What you need to do. Copy out the data below, swapping "I would welcome" for "I would appreciate" everywhere it occurs and leaving every other word untouched.

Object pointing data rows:

---------------

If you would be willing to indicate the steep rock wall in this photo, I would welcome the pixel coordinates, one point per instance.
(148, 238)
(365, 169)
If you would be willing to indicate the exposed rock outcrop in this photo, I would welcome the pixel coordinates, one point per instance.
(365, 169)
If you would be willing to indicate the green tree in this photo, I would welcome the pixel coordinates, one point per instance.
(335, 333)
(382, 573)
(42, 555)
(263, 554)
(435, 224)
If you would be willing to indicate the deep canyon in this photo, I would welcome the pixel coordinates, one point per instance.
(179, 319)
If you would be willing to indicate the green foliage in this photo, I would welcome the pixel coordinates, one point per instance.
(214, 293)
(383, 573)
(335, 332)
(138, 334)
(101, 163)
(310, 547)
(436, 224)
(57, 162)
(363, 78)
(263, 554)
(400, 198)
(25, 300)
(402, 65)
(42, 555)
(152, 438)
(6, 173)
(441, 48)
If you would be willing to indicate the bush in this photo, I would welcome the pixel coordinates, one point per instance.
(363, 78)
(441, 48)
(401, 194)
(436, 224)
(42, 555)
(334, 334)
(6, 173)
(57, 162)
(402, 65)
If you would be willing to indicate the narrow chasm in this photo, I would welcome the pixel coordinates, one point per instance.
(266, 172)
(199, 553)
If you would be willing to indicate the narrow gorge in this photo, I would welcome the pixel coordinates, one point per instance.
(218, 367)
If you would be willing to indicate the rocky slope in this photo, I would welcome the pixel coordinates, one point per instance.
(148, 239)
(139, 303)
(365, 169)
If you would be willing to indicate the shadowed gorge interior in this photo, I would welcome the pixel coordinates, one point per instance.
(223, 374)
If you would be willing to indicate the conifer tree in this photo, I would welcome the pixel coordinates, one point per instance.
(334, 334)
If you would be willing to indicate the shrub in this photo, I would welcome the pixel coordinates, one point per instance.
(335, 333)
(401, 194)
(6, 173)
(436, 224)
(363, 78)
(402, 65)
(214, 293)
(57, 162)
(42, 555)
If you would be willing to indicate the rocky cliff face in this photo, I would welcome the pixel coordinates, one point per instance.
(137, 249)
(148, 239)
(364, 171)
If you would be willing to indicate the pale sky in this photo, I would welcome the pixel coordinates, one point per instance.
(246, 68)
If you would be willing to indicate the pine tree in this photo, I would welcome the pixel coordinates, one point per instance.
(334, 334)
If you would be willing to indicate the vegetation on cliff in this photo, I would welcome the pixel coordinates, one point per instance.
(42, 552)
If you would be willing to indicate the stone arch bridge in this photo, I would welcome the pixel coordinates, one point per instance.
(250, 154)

---------------

Solved exercise.
If you would be willing to indicate the steep rock wall in this photo, I would appreciate the pixel coordinates, one point per instance.
(148, 238)
(365, 169)
If you would be willing to indicate the exposed rock outcrop in this photo, I would appreciate the pixel coordinates, one point per instance.
(365, 169)
If you would be willing to indicate the green tree in this photo, I would appreciate the pixel coordinates, one point per instance.
(335, 333)
(382, 573)
(42, 555)
(263, 554)
(435, 224)
If you would be willing to indicate the deep canyon in this photo, I would appreciate the pixel coordinates, one point per instance.
(179, 319)
If you would be willing to indicate the green foliage in this photo, I would appreciate the pixel coordinates, one point per instance.
(214, 293)
(383, 573)
(335, 332)
(138, 334)
(101, 163)
(310, 547)
(436, 224)
(57, 162)
(363, 78)
(263, 554)
(400, 198)
(25, 300)
(402, 65)
(42, 555)
(152, 438)
(6, 173)
(441, 48)
If you would be willing to indicate the bush in this photo, I would appreciate the pixel coordinates, one point per instance.
(363, 78)
(441, 48)
(401, 194)
(436, 224)
(42, 555)
(334, 334)
(6, 173)
(57, 162)
(402, 65)
If you would be willing to indicate the narrow chasm in this photo, I would appreciate the pixel coordinates, one point per instance.
(266, 172)
(199, 553)
If you would be willing to indicate the narrow gorge in this photo, I would appreciate the pixel coordinates, one point per instance.
(218, 367)
If you would be willing to indicate the rocky slope in this photo, I would appreciate the pixel coordinates, one point per instance.
(148, 239)
(139, 303)
(365, 169)
If you would be willing to indicate the shadowed gorge interior in this photo, I would appreciate the pixel coordinates, one point per instance.
(223, 374)
If you would be willing to indicate the conifer tree in this photo, I would appreciate the pixel coordinates, one point per instance.
(334, 334)
If you would be willing to indicate the shrub in this photo, I would appreciate the pixel coordinates, one point per instance.
(335, 333)
(401, 194)
(6, 173)
(436, 224)
(363, 78)
(402, 65)
(214, 293)
(57, 162)
(42, 555)
If you would be willing to indicate the rocky cliff face in this photo, I would appreciate the pixel coordinates, one point per instance.
(137, 249)
(148, 239)
(364, 171)
If you would be willing to indicate the pale sky in this photo, I would appreciate the pixel coordinates, one point per instance.
(246, 68)
If you would be willing to indicate the pine tree in this photo, I would appreciate the pixel coordinates, one point per instance.
(334, 334)
If you would be willing to indicate the vegetation on cliff in this photo, I would appreciate the pixel coordinates, one point per instance.
(42, 552)
If you would be willing to indicate the stone arch bridge in this photo, I would appreciate the pixel coordinates, one point per instance.
(250, 154)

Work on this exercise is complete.